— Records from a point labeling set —

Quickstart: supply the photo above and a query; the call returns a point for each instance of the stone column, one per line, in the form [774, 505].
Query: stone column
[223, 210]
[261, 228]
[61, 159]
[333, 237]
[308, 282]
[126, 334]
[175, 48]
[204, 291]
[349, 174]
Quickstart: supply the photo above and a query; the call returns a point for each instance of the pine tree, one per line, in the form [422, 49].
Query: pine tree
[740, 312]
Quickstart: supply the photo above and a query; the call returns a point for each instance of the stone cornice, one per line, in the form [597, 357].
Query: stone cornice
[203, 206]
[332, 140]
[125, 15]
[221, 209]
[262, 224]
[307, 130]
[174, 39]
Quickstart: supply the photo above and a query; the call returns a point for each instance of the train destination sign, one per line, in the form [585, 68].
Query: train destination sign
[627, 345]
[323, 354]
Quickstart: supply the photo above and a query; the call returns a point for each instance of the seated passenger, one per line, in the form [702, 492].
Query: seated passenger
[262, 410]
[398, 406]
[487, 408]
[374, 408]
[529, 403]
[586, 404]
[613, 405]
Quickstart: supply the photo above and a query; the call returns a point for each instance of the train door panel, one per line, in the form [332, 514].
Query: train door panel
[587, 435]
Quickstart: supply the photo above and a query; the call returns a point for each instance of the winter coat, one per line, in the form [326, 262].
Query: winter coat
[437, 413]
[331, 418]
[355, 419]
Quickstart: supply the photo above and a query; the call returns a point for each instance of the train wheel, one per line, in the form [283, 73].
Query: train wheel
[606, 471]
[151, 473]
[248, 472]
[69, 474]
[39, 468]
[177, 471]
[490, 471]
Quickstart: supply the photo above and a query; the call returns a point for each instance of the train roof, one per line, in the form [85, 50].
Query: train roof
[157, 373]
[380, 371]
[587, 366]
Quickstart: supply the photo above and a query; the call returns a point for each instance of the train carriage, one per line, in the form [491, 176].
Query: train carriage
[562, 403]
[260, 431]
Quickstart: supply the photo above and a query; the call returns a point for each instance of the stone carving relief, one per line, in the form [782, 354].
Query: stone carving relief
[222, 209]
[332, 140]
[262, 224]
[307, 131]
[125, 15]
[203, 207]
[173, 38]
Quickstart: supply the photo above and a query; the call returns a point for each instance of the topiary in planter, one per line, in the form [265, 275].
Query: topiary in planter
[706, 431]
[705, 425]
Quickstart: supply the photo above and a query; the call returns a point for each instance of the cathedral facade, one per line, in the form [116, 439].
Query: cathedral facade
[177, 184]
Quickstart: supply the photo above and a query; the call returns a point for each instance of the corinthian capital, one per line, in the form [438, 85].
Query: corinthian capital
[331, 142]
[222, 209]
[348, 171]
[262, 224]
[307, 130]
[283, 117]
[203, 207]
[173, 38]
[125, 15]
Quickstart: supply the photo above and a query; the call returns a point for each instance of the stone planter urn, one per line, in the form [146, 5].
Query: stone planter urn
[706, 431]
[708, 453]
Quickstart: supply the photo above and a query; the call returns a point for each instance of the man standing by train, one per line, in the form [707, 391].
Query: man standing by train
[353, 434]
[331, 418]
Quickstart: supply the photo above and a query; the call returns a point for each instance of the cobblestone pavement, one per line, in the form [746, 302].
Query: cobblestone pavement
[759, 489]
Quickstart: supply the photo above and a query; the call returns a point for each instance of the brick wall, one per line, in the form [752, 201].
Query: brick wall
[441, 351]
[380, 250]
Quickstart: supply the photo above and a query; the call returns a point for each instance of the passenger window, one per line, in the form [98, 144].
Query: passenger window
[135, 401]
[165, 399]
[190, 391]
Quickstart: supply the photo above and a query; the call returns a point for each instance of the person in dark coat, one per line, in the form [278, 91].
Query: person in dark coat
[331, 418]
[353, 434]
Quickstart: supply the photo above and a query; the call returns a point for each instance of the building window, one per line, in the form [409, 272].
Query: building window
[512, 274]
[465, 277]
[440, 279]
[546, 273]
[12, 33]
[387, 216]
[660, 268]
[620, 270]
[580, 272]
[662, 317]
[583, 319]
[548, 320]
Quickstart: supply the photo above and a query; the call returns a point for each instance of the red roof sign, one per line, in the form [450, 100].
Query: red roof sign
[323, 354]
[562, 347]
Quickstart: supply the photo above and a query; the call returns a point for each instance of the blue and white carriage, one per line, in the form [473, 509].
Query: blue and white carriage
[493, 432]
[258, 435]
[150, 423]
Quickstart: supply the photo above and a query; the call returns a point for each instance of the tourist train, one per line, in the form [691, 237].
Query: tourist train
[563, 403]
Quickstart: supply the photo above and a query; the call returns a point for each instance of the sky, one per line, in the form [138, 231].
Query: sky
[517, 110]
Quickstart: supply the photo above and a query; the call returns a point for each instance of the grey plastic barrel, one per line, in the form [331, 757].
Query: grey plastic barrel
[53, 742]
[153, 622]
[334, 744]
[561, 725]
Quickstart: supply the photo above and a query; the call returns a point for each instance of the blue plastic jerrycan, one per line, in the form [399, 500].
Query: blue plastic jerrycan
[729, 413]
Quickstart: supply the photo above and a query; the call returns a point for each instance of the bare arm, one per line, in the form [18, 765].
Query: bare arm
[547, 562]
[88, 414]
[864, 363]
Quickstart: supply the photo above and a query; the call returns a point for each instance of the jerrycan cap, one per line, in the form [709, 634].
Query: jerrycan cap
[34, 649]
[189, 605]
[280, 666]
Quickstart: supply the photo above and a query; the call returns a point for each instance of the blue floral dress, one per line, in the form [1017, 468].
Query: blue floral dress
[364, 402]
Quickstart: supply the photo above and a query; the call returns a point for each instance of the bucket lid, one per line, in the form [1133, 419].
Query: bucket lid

— Requirement —
Everything from the line with "form [709, 634]." to the end of the listing above needs to be duplicated exactly, both end lines included, with nothing more.

— Response to the exercise —
Quickstart: supply the photo above and a query; the call returns a point for each instance of the jerrycan cap, one per line, in the form [709, 634].
Query: jerrycan cap
[34, 649]
[189, 605]
[280, 666]
Quickstart: supply the photo above and a query; the call returns a point for each instance of the blue floral dress, one per line, in the form [1017, 468].
Query: blue floral dress
[364, 402]
Quickstart: supply the photo above and a query; the call returns a point for each instance of the bucket lid, one per line, in the form [1133, 419].
Query: bucket lid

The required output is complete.